◆ TRY IT ◆
Please quote exactly the lines below from the line containing "positive clicks: (377, 456)" to the line containing "negative clicks: (120, 462)", both lines included, and nothing else.

◆ DATA RECORDS ◆
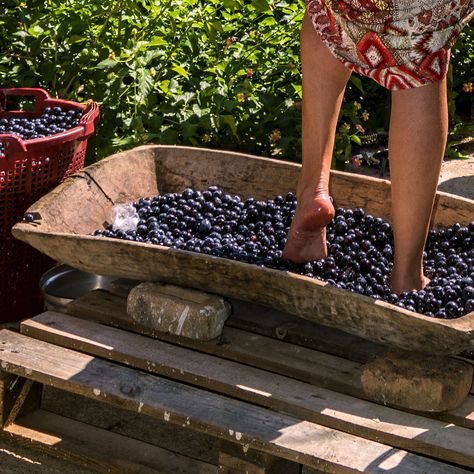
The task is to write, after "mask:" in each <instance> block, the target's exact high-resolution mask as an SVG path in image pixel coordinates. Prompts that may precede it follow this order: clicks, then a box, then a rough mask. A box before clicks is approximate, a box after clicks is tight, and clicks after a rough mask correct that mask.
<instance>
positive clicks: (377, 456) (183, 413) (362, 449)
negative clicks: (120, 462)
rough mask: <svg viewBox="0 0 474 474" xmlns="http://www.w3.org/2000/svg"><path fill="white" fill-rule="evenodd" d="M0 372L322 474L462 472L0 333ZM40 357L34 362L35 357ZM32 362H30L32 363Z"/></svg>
mask: <svg viewBox="0 0 474 474" xmlns="http://www.w3.org/2000/svg"><path fill="white" fill-rule="evenodd" d="M0 344H1V345H2V348H3V349H4V350H3V352H2V354H1V357H0V360H1V364H0V365H1V366H2V368H3V370H5V371H6V372H10V373H15V374H17V375H20V376H25V375H26V374H27V373H28V378H31V379H32V380H36V381H39V382H41V383H46V384H50V385H54V386H56V387H58V388H61V389H63V390H67V391H72V392H76V393H82V394H83V395H86V396H88V397H91V398H98V399H101V400H104V401H108V402H109V403H111V404H114V405H118V406H121V407H124V408H127V409H130V410H136V411H141V412H143V413H146V414H150V415H153V416H156V417H157V418H161V417H163V418H164V419H165V420H166V421H170V422H172V423H176V424H181V425H187V426H189V428H190V429H196V430H198V431H206V432H209V433H212V434H213V435H214V436H218V437H219V438H222V439H224V440H228V441H232V442H238V443H239V444H243V445H247V444H248V445H249V446H252V448H254V449H256V450H260V451H263V452H267V453H269V454H272V455H275V456H278V457H282V458H284V459H288V460H291V461H296V462H299V463H301V464H306V465H309V466H314V467H316V468H317V469H320V470H324V471H326V472H351V471H352V472H354V471H356V472H357V471H363V472H380V469H387V470H390V471H391V472H392V473H403V474H406V473H426V472H430V473H432V474H437V473H440V474H441V473H442V474H446V473H451V472H453V473H456V472H466V470H465V469H461V468H458V467H454V466H450V465H447V464H445V463H440V462H437V461H434V460H432V459H428V458H424V457H420V456H418V455H415V454H411V453H408V452H406V451H401V450H397V449H394V448H392V447H390V446H386V445H383V444H381V443H376V442H372V441H368V440H365V439H362V438H358V437H356V436H353V435H349V434H346V433H342V432H340V431H336V430H332V429H330V428H326V427H322V426H319V425H317V424H315V423H311V422H308V421H303V420H301V419H298V418H295V417H291V416H288V415H283V414H277V413H275V412H272V411H271V410H268V409H264V408H259V407H256V406H253V405H250V404H248V403H244V402H240V401H238V400H233V399H231V398H227V397H223V396H220V395H216V394H213V393H210V392H206V391H204V390H200V389H196V388H193V387H190V386H187V385H183V384H180V383H177V382H173V381H170V380H165V379H161V378H159V377H157V376H153V375H149V374H145V373H143V372H140V371H136V370H133V369H129V368H127V367H124V366H118V365H116V364H112V363H110V362H106V361H103V360H99V359H96V358H94V357H91V356H87V355H85V354H81V353H78V352H75V351H71V350H69V349H64V348H60V347H57V346H54V345H51V344H48V343H45V342H42V341H37V340H35V339H32V338H29V337H26V336H23V335H21V334H16V333H13V332H10V331H7V330H3V331H0ZM38 353H40V354H41V360H38V359H37V357H36V355H37V354H38ZM35 359H36V360H35Z"/></svg>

◆ EXERCISE RESPONSE ◆
positive clicks: (377, 456) (183, 413) (362, 449)
negative clicks: (120, 462)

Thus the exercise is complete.